Task A:
Decide whether each statement below agrees with the passage on bruising in child abuse that follows. For each, answer yes or no and quote the words of the passage that decide it.
(i) Bruises turn green at about a week.
(ii) Noninflicted bruising is more common during the winter months.
(iii) Children who bruise through normal play typically have more than five bruises.
Task B: Extend the passage on bruising in child abuse below, beginning right after its final sentence.

Selected extract:
::::::
Bruise of Child Abuse
Information has been excerpted from VisualDx clinical decision support system as a public health service. Additional information, including symptoms, diagnostic pearls, differential diagnosis, best tests, and management pearls, is available in VisualDx.
In general, when abuse is considered, look for hyperpigmented or red-purple patches with minimal or no explanation or unlikely mechanism. There may be associated scars, hyperpigmentation, and bruises in different stages of development. Bruises age in characteristic color, initially red-blue, then purple at 3–5 days, then green at about a week, and finally yellow at 8–12 days. Bruises or physical marks caused by abuse can occur anywhere, although the buttocks, arms, head, and neck are the most common.
Noninflicted bruising tends to occur in independently mobile children on anterior bony prominences, such as the forehead and shins, and is more common during the summer months. Look for hyperpigmented or purpuric patches in these areas. Ambulatory children acquiring bruises through normal play typically have fewer than 3 bruises, each measuring less than 10 mm in size.
Bruises suggestive of abuse:
Bruises in a defined pattern or those that carry the imprint of an implement are suggestive of abuse. Patterns include geometric patterns, such as from belt buckles, loops from electric cords, hand or knuckle imprints, ropes, or linear marks from sticks or rods. For example, slapping produces a negative imprint when capillaries break between the fingers, causing petechial bruising as blood is pushed away from the point of impact, leaving an outline of the hand.
::::::
Information given:
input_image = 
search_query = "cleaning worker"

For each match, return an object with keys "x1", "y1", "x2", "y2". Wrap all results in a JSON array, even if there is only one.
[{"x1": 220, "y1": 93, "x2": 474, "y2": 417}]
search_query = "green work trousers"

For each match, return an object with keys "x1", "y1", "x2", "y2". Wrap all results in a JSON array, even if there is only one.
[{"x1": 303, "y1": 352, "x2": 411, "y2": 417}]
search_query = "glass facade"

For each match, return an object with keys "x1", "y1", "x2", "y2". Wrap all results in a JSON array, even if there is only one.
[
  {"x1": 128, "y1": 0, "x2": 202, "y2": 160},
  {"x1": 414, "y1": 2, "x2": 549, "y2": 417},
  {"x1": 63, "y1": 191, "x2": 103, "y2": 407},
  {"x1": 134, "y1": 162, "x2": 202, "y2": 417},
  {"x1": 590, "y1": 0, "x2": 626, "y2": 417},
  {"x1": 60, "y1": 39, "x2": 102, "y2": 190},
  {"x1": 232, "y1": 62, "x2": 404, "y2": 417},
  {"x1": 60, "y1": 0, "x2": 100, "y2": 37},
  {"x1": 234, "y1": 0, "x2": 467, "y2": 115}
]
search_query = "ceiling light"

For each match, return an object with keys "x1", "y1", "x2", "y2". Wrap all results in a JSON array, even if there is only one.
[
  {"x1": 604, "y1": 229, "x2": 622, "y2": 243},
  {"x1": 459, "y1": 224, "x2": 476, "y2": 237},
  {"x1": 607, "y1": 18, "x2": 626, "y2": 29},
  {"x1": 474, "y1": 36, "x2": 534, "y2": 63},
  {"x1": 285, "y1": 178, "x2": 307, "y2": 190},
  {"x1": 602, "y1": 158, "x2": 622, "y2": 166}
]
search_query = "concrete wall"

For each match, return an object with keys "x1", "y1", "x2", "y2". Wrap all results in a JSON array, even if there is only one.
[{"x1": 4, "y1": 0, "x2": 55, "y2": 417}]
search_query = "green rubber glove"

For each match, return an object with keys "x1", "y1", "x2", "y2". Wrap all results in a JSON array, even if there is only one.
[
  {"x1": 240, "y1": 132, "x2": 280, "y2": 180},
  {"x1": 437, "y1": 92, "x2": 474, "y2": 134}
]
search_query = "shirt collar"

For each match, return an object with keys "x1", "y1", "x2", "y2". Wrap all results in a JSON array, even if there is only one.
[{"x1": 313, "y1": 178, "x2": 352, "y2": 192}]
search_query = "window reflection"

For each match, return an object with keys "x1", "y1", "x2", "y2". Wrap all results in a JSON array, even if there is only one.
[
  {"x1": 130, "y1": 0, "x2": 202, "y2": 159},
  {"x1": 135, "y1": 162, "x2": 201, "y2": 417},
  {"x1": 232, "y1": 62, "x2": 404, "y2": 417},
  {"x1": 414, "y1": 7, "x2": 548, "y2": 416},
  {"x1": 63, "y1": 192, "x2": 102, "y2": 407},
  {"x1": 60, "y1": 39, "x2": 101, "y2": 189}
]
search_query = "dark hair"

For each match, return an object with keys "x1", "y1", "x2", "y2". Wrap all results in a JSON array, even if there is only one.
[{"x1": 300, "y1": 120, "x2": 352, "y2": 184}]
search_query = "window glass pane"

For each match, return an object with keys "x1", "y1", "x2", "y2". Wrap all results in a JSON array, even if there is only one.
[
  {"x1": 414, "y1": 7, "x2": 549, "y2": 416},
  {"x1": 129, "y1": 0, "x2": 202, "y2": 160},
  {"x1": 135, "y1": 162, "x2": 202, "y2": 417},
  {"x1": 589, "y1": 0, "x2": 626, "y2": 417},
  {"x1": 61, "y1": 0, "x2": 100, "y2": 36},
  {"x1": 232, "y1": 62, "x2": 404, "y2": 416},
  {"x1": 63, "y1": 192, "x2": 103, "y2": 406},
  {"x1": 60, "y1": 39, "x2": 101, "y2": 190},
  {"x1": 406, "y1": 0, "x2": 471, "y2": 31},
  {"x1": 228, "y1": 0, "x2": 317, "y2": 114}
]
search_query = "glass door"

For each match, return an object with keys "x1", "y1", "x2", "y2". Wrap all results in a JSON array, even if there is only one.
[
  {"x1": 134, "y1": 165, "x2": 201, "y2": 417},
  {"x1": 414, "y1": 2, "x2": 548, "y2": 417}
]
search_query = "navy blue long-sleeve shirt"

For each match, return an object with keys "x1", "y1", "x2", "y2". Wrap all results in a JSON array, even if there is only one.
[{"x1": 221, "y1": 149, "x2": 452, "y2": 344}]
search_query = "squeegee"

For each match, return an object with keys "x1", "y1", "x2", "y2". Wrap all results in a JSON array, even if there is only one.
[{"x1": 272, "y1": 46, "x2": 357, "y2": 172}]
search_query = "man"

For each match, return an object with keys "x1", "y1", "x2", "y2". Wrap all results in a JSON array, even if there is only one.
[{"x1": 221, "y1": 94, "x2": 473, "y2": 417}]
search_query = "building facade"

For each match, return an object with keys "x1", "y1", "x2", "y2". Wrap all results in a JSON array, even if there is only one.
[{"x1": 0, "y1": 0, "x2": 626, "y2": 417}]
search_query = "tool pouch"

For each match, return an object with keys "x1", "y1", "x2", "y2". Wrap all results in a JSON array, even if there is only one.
::::::
Exercise response A:
(i) Yes: "then green at about a week"
(ii) No: "is more common during the summer months"
(iii) No: "typically have fewer than 3 bruises, each measuring less than 10 mm in size"

Exercise response B:
Look for ecchymoses in areas that are typically protected, such as the buttocks, back, trunk, genitalia, inner thighs, cheeks, ears, neck, or philtrum. These are difficult to incur through normal childhood activities and are, therefore, suggestive of abuse. For example, a blow to the ear can result in “cauliflower ear” secondary to a subperichondrial hematoma, which may be associated with retinal hemorrhage and even cerebral edema.
In cupping, a heated cup is inverted on the skin, typically on a child’s back, creating a suction force from the cooling and contracting air thought to “draw out” the ailment. Look for circular erythema or bullae from the heat and central ecchymosis and petechiae from the suction effect.
In coining or spooning, oiled skin is firmly rubbed with the edge of a coin, producing linear erythematous patches, petechiae, or purpura, usually on the back.